### [PROBLEM TO SOLVE]
No pictures go into the output, which should consist only of the lines from the first line of the data through the line with "positive clicks: (259, 171) (279, 160)", copied exactly.
# # # # # # #
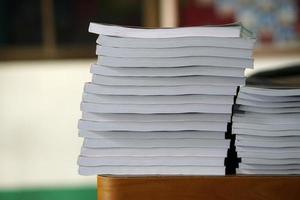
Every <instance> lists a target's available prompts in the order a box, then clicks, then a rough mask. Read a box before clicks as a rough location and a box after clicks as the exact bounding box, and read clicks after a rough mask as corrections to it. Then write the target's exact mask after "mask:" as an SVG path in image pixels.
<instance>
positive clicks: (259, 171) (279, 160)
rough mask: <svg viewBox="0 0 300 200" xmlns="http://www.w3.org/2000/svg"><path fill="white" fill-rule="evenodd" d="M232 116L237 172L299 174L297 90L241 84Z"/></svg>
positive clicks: (299, 103) (299, 153) (298, 123)
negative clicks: (247, 86)
mask: <svg viewBox="0 0 300 200" xmlns="http://www.w3.org/2000/svg"><path fill="white" fill-rule="evenodd" d="M236 103H237V104H238V105H237V106H236V107H237V108H236V110H235V113H234V116H233V126H232V132H233V134H236V150H237V155H238V157H239V158H241V163H240V164H239V168H238V169H237V173H238V174H300V123H299V122H300V89H284V88H281V89H269V88H254V87H241V89H240V92H239V94H238V97H237V100H236Z"/></svg>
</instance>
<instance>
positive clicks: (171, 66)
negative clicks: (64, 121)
mask: <svg viewBox="0 0 300 200" xmlns="http://www.w3.org/2000/svg"><path fill="white" fill-rule="evenodd" d="M89 31H90V32H92V33H96V34H98V35H99V38H98V40H97V43H98V44H97V50H96V54H97V55H98V61H97V63H96V64H93V65H92V67H91V73H92V74H93V79H92V82H91V83H87V84H86V85H85V88H84V94H83V102H82V104H81V110H82V112H83V115H82V119H81V120H80V121H79V129H80V133H79V134H80V136H81V137H84V144H83V147H82V150H81V154H80V157H79V160H78V164H79V172H80V174H83V175H91V174H127V175H134V174H191V175H192V174H199V175H200V174H224V173H225V166H224V159H225V157H226V155H227V150H228V147H229V143H230V141H229V140H226V139H225V132H226V131H227V124H228V122H230V121H231V114H232V105H233V101H234V95H236V90H237V86H238V85H240V84H244V82H245V77H244V69H245V68H246V67H252V65H253V59H252V49H253V46H254V39H252V38H251V34H250V33H249V32H248V31H247V30H245V29H244V28H243V27H242V26H239V25H232V26H223V27H189V28H167V29H137V28H127V27H119V26H107V25H101V24H95V23H91V24H90V27H89Z"/></svg>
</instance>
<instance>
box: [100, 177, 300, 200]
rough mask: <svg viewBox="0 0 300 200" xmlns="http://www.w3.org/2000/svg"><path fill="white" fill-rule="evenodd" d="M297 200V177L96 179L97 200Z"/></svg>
mask: <svg viewBox="0 0 300 200" xmlns="http://www.w3.org/2000/svg"><path fill="white" fill-rule="evenodd" d="M148 199H149V200H150V199H151V200H168V199H171V200H185V199H195V200H198V199H205V200H212V199H214V200H215V199H222V200H227V199H228V200H248V199H249V200H250V199H259V200H262V199H271V200H277V199H278V200H279V199H280V200H290V199H295V200H300V176H149V177H124V176H98V200H148Z"/></svg>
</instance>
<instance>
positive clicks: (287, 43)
mask: <svg viewBox="0 0 300 200" xmlns="http://www.w3.org/2000/svg"><path fill="white" fill-rule="evenodd" d="M299 10H300V1H299V0H89V1H86V0H26V1H25V0H18V1H17V0H0V94H1V98H0V127H1V130H0V199H1V200H2V199H3V200H4V199H5V200H6V199H9V200H15V199H30V200H35V199H39V200H40V199H42V200H46V199H47V200H48V199H72V200H76V199H96V177H94V176H93V177H82V176H79V175H78V174H77V165H76V162H77V156H78V154H79V150H80V146H81V144H82V140H81V138H78V136H77V132H78V131H77V121H78V119H79V118H80V110H79V105H80V101H81V94H82V91H83V85H84V82H87V81H89V80H90V78H91V77H90V74H89V67H90V64H91V63H93V62H95V61H96V56H95V47H96V45H95V40H96V35H93V34H90V33H88V32H87V29H88V25H89V22H90V21H93V22H99V23H110V24H119V25H128V26H142V27H176V26H194V25H208V24H214V25H216V24H225V23H233V22H236V21H240V22H242V23H243V24H244V26H246V27H247V28H249V29H250V30H252V31H254V32H255V33H256V35H257V46H256V49H255V52H254V58H255V66H254V70H248V71H247V72H246V75H247V76H248V77H249V80H248V83H251V84H257V83H258V82H259V83H260V82H263V83H264V84H273V83H280V84H282V85H284V86H298V87H299V86H300V84H299V82H300V77H299V71H300V70H299V64H300V41H299V36H300V11H299Z"/></svg>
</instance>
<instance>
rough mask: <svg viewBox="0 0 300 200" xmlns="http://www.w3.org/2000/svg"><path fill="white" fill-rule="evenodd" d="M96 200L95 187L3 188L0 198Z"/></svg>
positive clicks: (24, 199) (96, 191) (32, 199)
mask: <svg viewBox="0 0 300 200" xmlns="http://www.w3.org/2000/svg"><path fill="white" fill-rule="evenodd" d="M67 199H70V200H71V199H72V200H82V199H84V200H89V199H91V200H96V199H97V190H96V188H95V187H85V188H82V187H78V188H47V189H20V190H13V189H12V190H1V189H0V200H67Z"/></svg>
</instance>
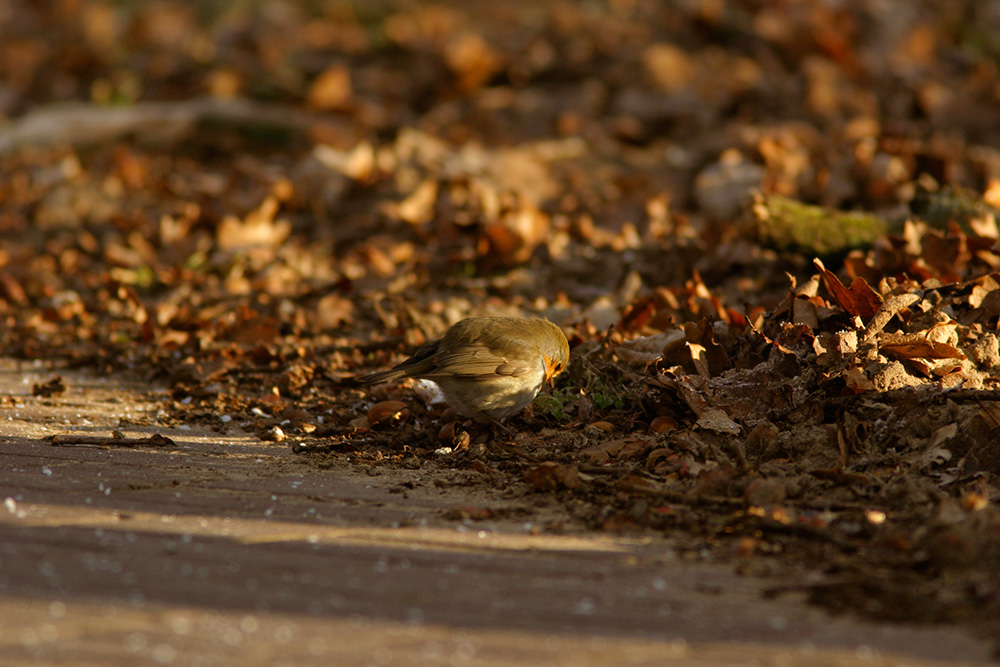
# # # # # # #
### [RESULT OF THIS TASK]
Every <instance> lists a target's available prompts in the order a box, then clicks, then a rough mask. Read a box before clicks as a rough location and a box after clicks as the exact bounding box, and read clicks after a rough mask as corrections to it. Then write the target's exact mask after "mask:" as an SVG path in image pixels.
<instance>
positive clicks: (259, 171) (279, 160)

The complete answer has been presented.